Location identification items
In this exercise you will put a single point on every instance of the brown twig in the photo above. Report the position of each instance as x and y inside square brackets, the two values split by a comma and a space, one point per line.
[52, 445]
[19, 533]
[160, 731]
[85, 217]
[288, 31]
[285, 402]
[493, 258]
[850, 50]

The task: Write out every line of the entries above again, requests included, but offset each coordinate in the answers by adding 107.

Finished answer:
In this exercise you will put a single point on every instance of the brown twig in the photo above. Report the position of each instance as x and y inside square brackets, the two values split by a comma and a space, one point per line.
[159, 552]
[126, 640]
[267, 838]
[192, 324]
[395, 138]
[392, 509]
[600, 365]
[957, 157]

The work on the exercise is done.